Exercise passage.
Curate, verb meaning to select, organize, and look after the items in a collection. This precisely describes the process used to go through almost 5 years of old blog posts, select the ones related to technical topics, and organize them in a way that is hopefully useful for people so that they form a coherent collection.

D Phillips
September 29, 2015

David - I defer absolutely to the high level of sophistication of your impact benefits analysis (!) - i.e. the calculation of the numerator of your rate of return. However I could not get a good understanding of the cost - i.e. the denominator. I.e. what is the (social) cost of the impact benefits.
If we don't take the cost into account then we of course we might be saying simply that if you give an entrepreneur $50,000 his business is likely to be in better shape in three years time than one that does not get the $50,000 under most scenarios - which would not be surprising.
Please could you explain What is the denominator?
1. just the value of the business grants?

Assigned task 1.
Decide whether each statement agrees with the blog passage, answering yes or no and quoting the deciding words: (a) the curated posts span almost five years; (b) the commenter found the cost of the impact benefits easy to understand; (c) the commenter's example gives an entrepreneur $50,000.
Assigned task 2.
Return the part of the blog passage that opens with the words containing "If we don't" and closes with "the business grants?", copied word for word.

Records drawn from a dataset.
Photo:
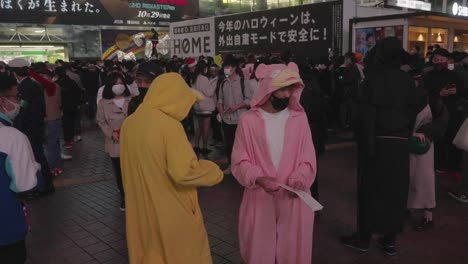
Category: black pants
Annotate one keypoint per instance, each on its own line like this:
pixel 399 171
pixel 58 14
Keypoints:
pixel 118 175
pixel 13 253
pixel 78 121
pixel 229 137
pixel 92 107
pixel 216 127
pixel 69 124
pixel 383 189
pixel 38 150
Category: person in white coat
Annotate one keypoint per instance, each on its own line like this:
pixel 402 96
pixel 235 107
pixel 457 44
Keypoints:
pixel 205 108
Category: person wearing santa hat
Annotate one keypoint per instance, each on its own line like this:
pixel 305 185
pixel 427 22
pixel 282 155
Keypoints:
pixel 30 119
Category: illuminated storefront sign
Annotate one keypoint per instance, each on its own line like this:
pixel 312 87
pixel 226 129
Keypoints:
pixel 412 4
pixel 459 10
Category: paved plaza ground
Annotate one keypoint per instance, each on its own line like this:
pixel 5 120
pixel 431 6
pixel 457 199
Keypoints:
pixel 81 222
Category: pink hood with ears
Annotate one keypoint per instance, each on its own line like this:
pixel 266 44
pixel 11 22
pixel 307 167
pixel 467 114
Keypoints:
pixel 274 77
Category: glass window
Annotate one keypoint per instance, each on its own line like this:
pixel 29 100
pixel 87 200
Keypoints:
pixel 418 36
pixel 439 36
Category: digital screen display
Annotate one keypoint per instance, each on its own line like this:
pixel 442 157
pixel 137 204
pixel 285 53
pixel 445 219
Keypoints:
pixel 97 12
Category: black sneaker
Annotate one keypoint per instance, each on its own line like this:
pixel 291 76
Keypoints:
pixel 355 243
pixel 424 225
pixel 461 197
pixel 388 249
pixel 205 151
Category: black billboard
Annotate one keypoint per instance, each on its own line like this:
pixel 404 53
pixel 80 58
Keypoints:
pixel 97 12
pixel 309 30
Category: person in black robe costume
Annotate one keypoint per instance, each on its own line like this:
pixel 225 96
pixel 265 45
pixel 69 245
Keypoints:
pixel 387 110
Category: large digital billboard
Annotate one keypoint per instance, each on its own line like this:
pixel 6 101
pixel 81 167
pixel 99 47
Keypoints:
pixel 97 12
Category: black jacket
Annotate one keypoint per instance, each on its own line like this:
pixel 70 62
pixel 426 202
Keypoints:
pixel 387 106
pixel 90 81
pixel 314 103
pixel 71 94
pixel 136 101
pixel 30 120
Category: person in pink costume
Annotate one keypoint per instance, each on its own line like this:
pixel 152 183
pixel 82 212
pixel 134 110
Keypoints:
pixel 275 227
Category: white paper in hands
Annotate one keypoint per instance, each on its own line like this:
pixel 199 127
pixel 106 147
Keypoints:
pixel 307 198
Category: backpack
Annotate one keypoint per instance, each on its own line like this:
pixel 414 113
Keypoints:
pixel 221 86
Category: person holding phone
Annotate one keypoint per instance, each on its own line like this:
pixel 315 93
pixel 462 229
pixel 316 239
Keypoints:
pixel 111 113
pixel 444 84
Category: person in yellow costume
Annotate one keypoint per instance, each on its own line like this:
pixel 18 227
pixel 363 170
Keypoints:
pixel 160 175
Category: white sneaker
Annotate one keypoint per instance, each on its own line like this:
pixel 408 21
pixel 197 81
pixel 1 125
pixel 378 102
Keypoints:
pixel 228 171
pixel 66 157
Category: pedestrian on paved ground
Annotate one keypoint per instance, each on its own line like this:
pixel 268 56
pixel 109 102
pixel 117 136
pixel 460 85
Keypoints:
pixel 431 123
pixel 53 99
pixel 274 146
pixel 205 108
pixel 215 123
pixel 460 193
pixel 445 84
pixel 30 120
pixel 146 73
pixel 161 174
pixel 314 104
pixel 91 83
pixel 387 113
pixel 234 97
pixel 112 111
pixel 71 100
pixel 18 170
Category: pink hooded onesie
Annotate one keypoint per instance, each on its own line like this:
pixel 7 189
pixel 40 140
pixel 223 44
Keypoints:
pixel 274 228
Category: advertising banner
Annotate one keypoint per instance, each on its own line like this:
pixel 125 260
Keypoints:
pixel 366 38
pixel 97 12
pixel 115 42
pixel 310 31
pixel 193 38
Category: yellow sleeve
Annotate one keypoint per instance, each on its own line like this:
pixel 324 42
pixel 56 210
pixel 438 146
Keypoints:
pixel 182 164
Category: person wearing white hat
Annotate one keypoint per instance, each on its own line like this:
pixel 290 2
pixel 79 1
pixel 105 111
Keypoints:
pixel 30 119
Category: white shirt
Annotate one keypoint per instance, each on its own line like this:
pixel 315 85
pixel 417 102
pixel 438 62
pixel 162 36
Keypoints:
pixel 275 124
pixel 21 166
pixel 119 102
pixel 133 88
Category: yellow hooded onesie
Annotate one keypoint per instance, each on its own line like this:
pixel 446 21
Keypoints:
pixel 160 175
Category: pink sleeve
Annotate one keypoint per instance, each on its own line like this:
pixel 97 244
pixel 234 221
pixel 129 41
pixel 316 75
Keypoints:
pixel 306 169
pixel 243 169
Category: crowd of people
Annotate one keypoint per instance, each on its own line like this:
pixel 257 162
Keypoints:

Exercise solution 1.
(a) Yes: "almost 5 years of old blog posts"
(b) No: "However I could not get a good understanding of the cost"
(c) Yes: "if you give an entrepreneur $50,000"

Exercise solution 2.
If we don't take the cost into account then we of course we might be saying simply that if you give an entrepreneur $50,000 his business is likely to be in better shape in three years time than one that does not get the $50,000 under most scenarios - which would not be surprising.
Please could you explain What is the denominator?
1. just the value of the business grants?